- [Stated exercise] Copy the records below verbatim, from the line with "Identify clasped hand in the frame." up to and including the line with "[324,239,350,258]". Give only those lines.

━━━ Records shown ━━━

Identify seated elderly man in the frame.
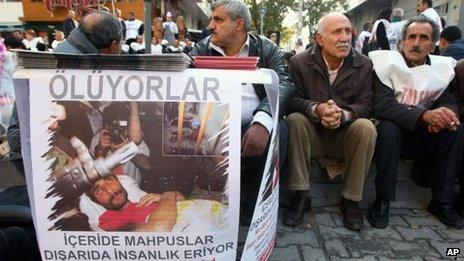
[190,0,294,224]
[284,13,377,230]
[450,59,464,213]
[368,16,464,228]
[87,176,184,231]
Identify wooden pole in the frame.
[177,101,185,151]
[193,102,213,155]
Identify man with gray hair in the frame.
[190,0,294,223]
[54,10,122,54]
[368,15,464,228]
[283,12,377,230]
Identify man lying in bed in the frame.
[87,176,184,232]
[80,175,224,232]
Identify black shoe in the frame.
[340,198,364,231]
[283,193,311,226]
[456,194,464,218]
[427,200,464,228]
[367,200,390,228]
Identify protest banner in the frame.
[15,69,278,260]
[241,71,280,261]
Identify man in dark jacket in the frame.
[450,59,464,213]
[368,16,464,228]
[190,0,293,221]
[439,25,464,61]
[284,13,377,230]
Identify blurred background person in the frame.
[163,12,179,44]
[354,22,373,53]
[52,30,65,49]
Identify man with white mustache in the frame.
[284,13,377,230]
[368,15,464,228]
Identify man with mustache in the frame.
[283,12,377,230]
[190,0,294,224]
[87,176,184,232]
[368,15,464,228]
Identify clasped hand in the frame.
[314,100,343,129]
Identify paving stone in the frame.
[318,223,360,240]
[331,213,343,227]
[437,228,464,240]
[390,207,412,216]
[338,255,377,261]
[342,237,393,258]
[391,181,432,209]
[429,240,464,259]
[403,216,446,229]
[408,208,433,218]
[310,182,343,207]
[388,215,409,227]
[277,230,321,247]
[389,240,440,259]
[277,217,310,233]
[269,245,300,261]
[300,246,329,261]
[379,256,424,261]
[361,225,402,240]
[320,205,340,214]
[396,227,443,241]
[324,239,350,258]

━━━
━━━ Records shown ━━━

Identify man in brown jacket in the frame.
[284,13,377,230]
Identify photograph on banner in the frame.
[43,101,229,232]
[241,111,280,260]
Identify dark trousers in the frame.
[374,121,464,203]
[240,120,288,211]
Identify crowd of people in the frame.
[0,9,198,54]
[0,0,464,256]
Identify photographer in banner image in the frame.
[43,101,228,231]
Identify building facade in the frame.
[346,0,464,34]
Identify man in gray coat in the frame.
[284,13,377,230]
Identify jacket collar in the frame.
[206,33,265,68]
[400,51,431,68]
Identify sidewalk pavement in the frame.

━━━
━━━ Records shown ━━━

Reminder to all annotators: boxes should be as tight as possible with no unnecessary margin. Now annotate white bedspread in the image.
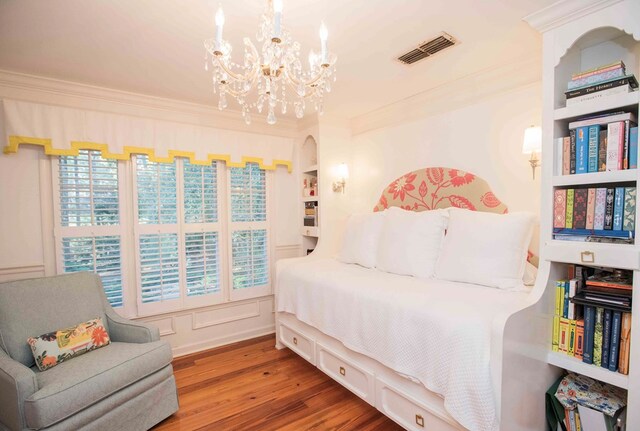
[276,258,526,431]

━━━

- [Result of the exercise]
Identify clasped hand in the frame.
[314,100,343,129]
Identify paving stone in the frame.
[318,223,360,240]
[331,213,343,227]
[437,228,464,240]
[390,207,412,216]
[338,255,377,261]
[342,237,393,258]
[391,181,432,209]
[429,240,464,259]
[403,216,446,229]
[408,208,433,218]
[310,182,343,207]
[388,215,409,227]
[277,230,321,247]
[389,240,440,259]
[277,217,310,233]
[269,245,300,261]
[300,246,329,261]
[379,256,424,261]
[361,225,402,240]
[320,205,340,214]
[396,227,443,241]
[324,239,350,258]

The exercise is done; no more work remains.